===== WYBRANY FRAGMENT
Bytovia remisuje w Grodzisku Wielkopolskim z Wartą

    Bytovia remisuje w Grodzisku Wielkopolskim z Wartą

    Dziurek / Shutterstock.com

    Dziurek / Shutterstock.com

    Wczoraj rozegrano zaległe spotkanie w ramach piątej kolejki Fortuna 1. Ligi.

    W meczu tym, który odbył się w Grodzisku Wielkopolskim, Warta Poznań zremisowała z Bytovią Bytów 2:2.

    Zmiana właściciela

    W ostatnich kilkunastu dniach głośno było o tym, że Warta zostanie przejęta przez nowego właściciela. Ostatecznie tak się stało i w końcu zawodnicy powinni krok po kroku mieć uregulowane zaległości finansowe. Obecnie stadion w Poznaniu, na którym Zieloni w poprzednim sezonie rozgrywali swoje mecze, jest remontowany, aby już niedługo gościć pierwszoligowe zmagania. Z tego względu mecz piątej kolejki pomiędzy Wartą a Bytovią nie odbył się w pierwotnym terminie, jakim był 18 sierpnia. Ostatecznie ustalono, że tak jak i poprzednie domowe mecze Warty w tym sezonie, tak i ten odbędzie się w Grodzisku Wielkopolskim, ponieważ ten stadion Poznaniacy postanowili wynajmować.
==========
===== DOSTARCZONE MATERIAŁY
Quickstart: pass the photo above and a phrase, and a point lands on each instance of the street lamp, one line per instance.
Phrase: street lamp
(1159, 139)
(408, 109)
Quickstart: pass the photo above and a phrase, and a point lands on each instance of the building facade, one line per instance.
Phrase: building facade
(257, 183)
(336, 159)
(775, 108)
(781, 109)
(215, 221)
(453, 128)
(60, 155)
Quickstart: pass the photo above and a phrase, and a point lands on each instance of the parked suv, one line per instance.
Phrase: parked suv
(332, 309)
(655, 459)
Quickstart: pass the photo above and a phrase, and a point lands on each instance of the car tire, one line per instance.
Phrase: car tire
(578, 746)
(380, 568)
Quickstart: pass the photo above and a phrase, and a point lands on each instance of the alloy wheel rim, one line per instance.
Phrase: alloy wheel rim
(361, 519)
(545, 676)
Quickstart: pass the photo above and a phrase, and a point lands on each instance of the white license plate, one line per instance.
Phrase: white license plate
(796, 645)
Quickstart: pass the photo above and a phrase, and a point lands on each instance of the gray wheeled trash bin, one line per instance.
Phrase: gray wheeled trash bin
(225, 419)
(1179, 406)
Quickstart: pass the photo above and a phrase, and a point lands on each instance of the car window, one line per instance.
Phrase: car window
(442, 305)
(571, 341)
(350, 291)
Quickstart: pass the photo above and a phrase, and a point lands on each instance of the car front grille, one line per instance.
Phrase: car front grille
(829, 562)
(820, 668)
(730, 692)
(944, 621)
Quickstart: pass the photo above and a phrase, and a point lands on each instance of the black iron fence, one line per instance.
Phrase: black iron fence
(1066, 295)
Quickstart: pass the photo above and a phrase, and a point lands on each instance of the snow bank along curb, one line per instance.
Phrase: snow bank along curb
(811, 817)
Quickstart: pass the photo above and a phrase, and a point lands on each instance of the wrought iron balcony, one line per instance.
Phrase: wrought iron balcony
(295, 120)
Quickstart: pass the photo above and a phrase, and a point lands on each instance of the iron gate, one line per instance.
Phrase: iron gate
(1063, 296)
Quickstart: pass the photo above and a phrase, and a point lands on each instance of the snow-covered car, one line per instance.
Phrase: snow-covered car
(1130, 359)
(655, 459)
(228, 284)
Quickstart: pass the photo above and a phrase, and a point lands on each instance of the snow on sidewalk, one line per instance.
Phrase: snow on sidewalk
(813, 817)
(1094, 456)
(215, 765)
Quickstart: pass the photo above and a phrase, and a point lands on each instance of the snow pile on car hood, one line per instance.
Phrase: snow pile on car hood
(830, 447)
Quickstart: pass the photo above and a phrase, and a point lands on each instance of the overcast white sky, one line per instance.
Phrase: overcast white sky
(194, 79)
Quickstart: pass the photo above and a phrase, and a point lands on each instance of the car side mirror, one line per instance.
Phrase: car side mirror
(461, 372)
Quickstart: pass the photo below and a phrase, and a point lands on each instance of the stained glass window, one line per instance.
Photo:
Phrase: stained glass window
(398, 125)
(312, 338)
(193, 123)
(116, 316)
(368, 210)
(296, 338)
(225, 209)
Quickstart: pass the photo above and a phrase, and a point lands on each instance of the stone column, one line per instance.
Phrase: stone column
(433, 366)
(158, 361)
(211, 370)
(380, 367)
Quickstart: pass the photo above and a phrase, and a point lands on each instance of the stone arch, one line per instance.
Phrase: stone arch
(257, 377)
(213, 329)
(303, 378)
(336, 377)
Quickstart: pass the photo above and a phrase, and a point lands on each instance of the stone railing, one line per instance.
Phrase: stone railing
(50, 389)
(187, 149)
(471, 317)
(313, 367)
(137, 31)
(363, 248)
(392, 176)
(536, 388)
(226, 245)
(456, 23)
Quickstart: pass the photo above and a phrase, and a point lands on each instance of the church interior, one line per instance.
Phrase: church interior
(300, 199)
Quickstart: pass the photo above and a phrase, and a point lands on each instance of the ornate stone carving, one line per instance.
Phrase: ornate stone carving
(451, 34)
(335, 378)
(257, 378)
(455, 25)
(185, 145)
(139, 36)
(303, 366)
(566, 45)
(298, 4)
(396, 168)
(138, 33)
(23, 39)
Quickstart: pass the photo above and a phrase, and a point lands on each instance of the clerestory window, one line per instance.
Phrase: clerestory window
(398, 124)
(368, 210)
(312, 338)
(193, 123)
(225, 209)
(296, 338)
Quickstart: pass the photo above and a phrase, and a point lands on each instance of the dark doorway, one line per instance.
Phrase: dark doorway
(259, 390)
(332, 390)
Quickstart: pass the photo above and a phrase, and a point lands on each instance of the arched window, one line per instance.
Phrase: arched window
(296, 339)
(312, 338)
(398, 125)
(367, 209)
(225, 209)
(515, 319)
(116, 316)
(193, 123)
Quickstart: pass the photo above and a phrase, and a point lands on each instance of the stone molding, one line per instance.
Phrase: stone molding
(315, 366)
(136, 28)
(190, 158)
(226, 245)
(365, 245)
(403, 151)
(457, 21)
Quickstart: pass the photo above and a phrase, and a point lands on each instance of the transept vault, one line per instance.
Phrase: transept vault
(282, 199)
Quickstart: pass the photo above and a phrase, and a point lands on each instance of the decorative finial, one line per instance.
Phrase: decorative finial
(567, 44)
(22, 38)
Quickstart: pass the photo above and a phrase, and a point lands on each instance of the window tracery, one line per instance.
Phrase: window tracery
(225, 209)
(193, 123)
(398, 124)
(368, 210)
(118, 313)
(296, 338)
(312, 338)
==========
**ZADANIE DO ROZWIĄZANIA:** Proszę przepisać słowo w słowo fragment artykułu o meczu Warty z Bytovią, od słów „W ostatnich kilkunastu” aż do słów „Poznaniacy postanowili wynajmować.”. Rekordy nie mają żadnego związku z artykułem.

**WYNIK ZADANIA:**
W ostatnich kilkunastu dniach głośno było o tym, że Warta zostanie przejęta przez nowego właściciela. Ostatecznie tak się stało i w końcu zawodnicy powinni krok po kroku mieć uregulowane zaległości finansowe. Obecnie stadion w Poznaniu, na którym Zieloni w poprzednim sezonie rozgrywali swoje mecze, jest remontowany, aby już niedługo gościć pierwszoligowe zmagania. Z tego względu mecz piątej kolejki pomiędzy Wartą a Bytovią nie odbył się w pierwotnym terminie, jakim był 18 sierpnia. Ostatecznie ustalono, że tak jak i poprzednie domowe mecze Warty w tym sezonie, tak i ten odbędzie się w Grodzisku Wielkopolskim, ponieważ ten stadion Poznaniacy postanowili wynajmować.